> [What the exercise asks]
Turn the rows below into a numbered list, leaving out any blank lines.

> [Supplied information]
▼

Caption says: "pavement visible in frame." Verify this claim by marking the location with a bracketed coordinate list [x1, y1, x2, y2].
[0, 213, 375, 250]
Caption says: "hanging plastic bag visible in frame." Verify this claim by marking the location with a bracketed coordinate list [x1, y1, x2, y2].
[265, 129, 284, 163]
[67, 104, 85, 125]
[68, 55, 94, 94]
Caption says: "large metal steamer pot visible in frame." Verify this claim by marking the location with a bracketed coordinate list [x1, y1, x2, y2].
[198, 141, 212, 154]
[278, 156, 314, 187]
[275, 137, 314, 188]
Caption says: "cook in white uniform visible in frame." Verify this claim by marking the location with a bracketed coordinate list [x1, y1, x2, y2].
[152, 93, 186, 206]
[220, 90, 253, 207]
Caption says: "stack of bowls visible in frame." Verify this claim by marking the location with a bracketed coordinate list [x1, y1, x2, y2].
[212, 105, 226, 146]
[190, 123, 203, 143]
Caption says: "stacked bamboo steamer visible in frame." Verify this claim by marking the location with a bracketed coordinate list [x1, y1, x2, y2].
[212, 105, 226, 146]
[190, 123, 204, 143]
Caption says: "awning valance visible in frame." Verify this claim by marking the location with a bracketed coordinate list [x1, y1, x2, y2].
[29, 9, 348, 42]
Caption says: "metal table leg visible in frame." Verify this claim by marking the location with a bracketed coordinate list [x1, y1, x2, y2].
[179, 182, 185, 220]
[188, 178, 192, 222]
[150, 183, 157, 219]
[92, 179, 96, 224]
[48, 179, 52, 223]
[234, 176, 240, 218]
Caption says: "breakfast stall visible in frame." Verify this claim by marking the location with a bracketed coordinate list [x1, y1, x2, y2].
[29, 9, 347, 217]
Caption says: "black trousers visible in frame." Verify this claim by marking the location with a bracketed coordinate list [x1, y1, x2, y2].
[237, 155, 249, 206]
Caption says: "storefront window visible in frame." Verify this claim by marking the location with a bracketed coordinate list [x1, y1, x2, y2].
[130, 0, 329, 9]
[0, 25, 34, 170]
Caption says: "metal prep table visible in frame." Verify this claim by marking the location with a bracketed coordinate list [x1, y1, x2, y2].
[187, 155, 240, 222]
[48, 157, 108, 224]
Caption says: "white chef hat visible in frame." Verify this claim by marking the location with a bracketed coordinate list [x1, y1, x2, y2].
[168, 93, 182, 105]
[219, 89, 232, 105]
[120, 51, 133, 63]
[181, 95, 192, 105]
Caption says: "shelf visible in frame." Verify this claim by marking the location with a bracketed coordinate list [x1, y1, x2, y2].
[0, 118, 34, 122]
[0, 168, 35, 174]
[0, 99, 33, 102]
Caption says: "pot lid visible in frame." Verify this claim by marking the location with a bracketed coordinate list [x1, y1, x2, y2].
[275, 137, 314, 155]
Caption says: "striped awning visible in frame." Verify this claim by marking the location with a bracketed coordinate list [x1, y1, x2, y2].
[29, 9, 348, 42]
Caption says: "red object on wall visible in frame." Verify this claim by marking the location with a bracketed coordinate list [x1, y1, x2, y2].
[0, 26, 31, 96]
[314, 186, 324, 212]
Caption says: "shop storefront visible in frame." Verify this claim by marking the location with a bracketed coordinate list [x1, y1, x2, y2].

▲

> [Task solution]
1. Caption says: "pavement visible in frame." Verify this claim by marking the location with a bracketed coordinate list [x1, y1, x2, y2].
2. [0, 213, 375, 250]
3. Caption says: "hanging plastic bag visible in frame." Verify this claim by marking the location with a bracketed coordinate list [x1, y1, x2, y2].
4. [265, 129, 284, 163]
5. [67, 104, 85, 125]
6. [68, 55, 94, 94]
7. Caption says: "large metal steamer pot visible in frame." Verify this claim by marking the location with a bracketed coordinate list [x1, y1, x2, y2].
8. [198, 141, 212, 154]
9. [278, 156, 314, 187]
10. [275, 137, 314, 188]
11. Caption says: "cook in white uniform visible in frame." Verify this claim by marking the location with a bracketed coordinate list [x1, y1, x2, y2].
12. [152, 93, 186, 206]
13. [220, 90, 253, 207]
14. Caption says: "stack of bowls visible in frame." Verify this claim by marking the location with a bracketed coordinate list [x1, y1, x2, y2].
15. [212, 105, 226, 146]
16. [190, 123, 203, 143]
17. Caption says: "stacked bamboo steamer visible in frame." Verify this claim by marking the location with a bracketed coordinate list [x1, y1, x2, y2].
18. [212, 105, 226, 146]
19. [190, 123, 204, 143]
20. Caption says: "awning valance visible in frame." Verify this claim by marking the location with a bracketed coordinate list [x1, y1, x2, y2].
21. [29, 9, 348, 42]
22. Caption says: "metal table leg visible in frame." Verify this claim by marking the location with a bracketed coordinate list [x1, y1, x2, y2].
23. [179, 182, 185, 220]
24. [188, 178, 192, 222]
25. [150, 183, 157, 219]
26. [92, 179, 96, 224]
27. [48, 179, 52, 223]
28. [234, 176, 240, 218]
29. Caption says: "breakfast stall visible in frame." Verify this claim by marking the location with a bracketed coordinate list [x1, y1, x2, y2].
30. [29, 9, 347, 217]
31. Caption says: "black trousers visible in frame." Verify this claim by marking the location with a bracketed coordinate list [x1, y1, x2, y2].
32. [237, 155, 249, 206]
33. Caption says: "storefront window visible in frame." Verify this claim by marking the location with a bracketed coordinate list [x1, y1, x2, y2].
34. [130, 0, 329, 9]
35. [0, 25, 34, 170]
36. Caption says: "metal prep table visible in frame." Verify this claim by marking the location with a bracketed coordinate list [x1, y1, x2, y2].
37. [187, 155, 240, 222]
38. [48, 157, 108, 224]
39. Caption says: "white chef hat visible in frame." Verify this claim by marking the location with a bracketed coordinate list [x1, y1, x2, y2].
40. [168, 93, 182, 105]
41. [219, 89, 232, 105]
42. [120, 51, 133, 63]
43. [181, 95, 192, 105]
44. Caption says: "shelf visible in frame." Verify this claim by marking the location with a bracketed coordinate list [x1, y1, x2, y2].
45. [0, 118, 34, 122]
46. [0, 168, 35, 174]
47. [0, 99, 33, 102]
48. Caption says: "pot lid visible in frame." Verify this claim by marking the location with a bracketed coordinate list [x1, y1, x2, y2].
49. [275, 137, 314, 155]
50. Caption says: "striped awning visible in frame." Verify this claim by marking the location with a bracketed coordinate list [x1, y1, x2, y2].
51. [29, 9, 348, 42]
52. Caption says: "red object on wall visible in frame." Verify this claim by marking the location with a bracketed coordinate list [x1, y1, x2, y2].
53. [0, 26, 31, 96]
54. [314, 186, 324, 212]
55. Caption says: "shop storefront visible in frame." Verify this claim by marking the location with a bracketed coordinate list [x1, y1, x2, y2].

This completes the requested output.